== ASSIGNED TASK 1 ==
Why does the writer of the beekeeping forum post look for help beyond his co-worker? Answer in one to three sentences.
== ASSIGNED TASK 2 ==
Please carry the beekeeping forum post further, starting after its last line.

── EXTRACT PROVIDED

# Spanish Fort, AL planning some hives



## Crsswift70 (Sep 9, 2013)

Hello all. I have always wanted a bee hive or two and a co-worker starting three of his own last year really got my interest sparked again. I've done a lot of reading and watched quite a few videos on YouTube, got the wife's permission and am now reading through this forum for guidance! My co-worker lives on the MS line so it's a little far to drive to help him with his hives, and he only has three. Not to mention he knows about as much as i do when it comes to bees. It's been a painful experience for him and i am trying to avoid having too many of my own. Anyway, if anyone lives in close proximity to me, i'd love to take a look at your setup, help you with your bees and pick your brain! It looks like our golden rod is getting full of buds and fall is coming, so i'd like to get some experience on how to handle the coming season change. I'm a family man and work til 5 during the week, but my weekends can definitely be spent helping someone with their bees. Let me know! Thanks!

────
── DATA

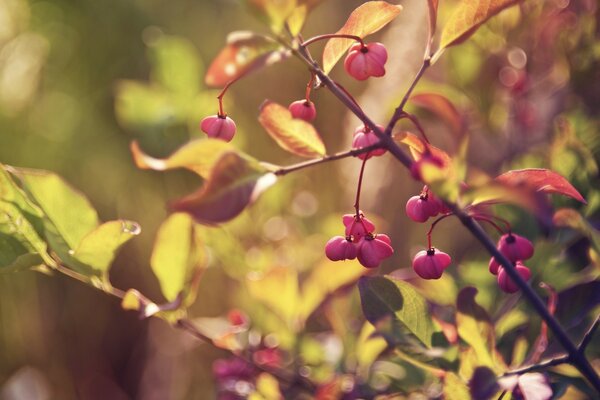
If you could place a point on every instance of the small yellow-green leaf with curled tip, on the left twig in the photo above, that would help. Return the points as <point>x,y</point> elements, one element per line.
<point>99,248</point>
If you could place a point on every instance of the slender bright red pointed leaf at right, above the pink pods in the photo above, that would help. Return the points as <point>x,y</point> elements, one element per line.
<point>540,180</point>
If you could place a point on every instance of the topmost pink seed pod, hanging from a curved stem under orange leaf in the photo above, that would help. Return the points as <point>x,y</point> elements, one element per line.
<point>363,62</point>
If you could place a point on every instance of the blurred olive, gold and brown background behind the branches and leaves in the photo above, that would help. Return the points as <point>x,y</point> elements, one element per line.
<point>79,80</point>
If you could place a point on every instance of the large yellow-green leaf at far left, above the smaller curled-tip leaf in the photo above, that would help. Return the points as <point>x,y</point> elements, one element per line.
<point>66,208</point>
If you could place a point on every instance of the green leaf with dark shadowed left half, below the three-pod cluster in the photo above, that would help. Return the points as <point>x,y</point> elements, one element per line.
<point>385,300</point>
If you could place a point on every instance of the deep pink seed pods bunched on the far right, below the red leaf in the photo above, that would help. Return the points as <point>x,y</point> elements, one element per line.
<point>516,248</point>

────
── DATA

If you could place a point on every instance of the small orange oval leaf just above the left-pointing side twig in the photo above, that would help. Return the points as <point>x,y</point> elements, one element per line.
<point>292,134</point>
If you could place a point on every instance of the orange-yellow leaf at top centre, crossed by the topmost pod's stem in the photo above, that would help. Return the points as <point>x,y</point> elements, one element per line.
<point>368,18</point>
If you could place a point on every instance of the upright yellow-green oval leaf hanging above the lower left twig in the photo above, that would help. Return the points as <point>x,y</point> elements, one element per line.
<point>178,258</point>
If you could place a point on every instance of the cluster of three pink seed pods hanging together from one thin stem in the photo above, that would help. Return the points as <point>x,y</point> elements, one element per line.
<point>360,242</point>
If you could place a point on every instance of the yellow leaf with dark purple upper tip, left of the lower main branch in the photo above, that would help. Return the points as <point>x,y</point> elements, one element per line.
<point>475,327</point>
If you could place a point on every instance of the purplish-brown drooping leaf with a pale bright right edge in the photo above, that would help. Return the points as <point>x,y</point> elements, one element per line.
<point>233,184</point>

────

== RESPONSE AREA 1 ==
The co-worker lives on the MS line, which is a little far to drive to help with his hives, and he has only three hives. He also knows about as much about bees as the writer does.

== RESPONSE AREA 2 ==
P.S. I've contacted the club listed in the forum that is closest to me, but haven't heard back. I don't think they are very active :scratch:

Oh, and a question. Is there a good place to get my bees close to Mobile?


----------



## AmericasBeekeeper (Jan 24, 2010)

Welcome 70!


----------



## Tenbears (May 15, 2012)

Welcome. Get a copy of bee culture. there are plenty of bee suppliers in your neck of the woods


----------



## Crsswift70 (Sep 9, 2013)

Thanks for the welcome and the suggestion about bee culture. I had not found that resource yet.


----------



## rhaldridge (Dec 17, 2012)

Baldwin County Beekeepers Association

http://baldwinbees.com/


----------



## Crsswift70 (Sep 9, 2013)

I found that site last week and asked for a mentor. So far no reply. I mentioned it in my OP. Thanks for the help though.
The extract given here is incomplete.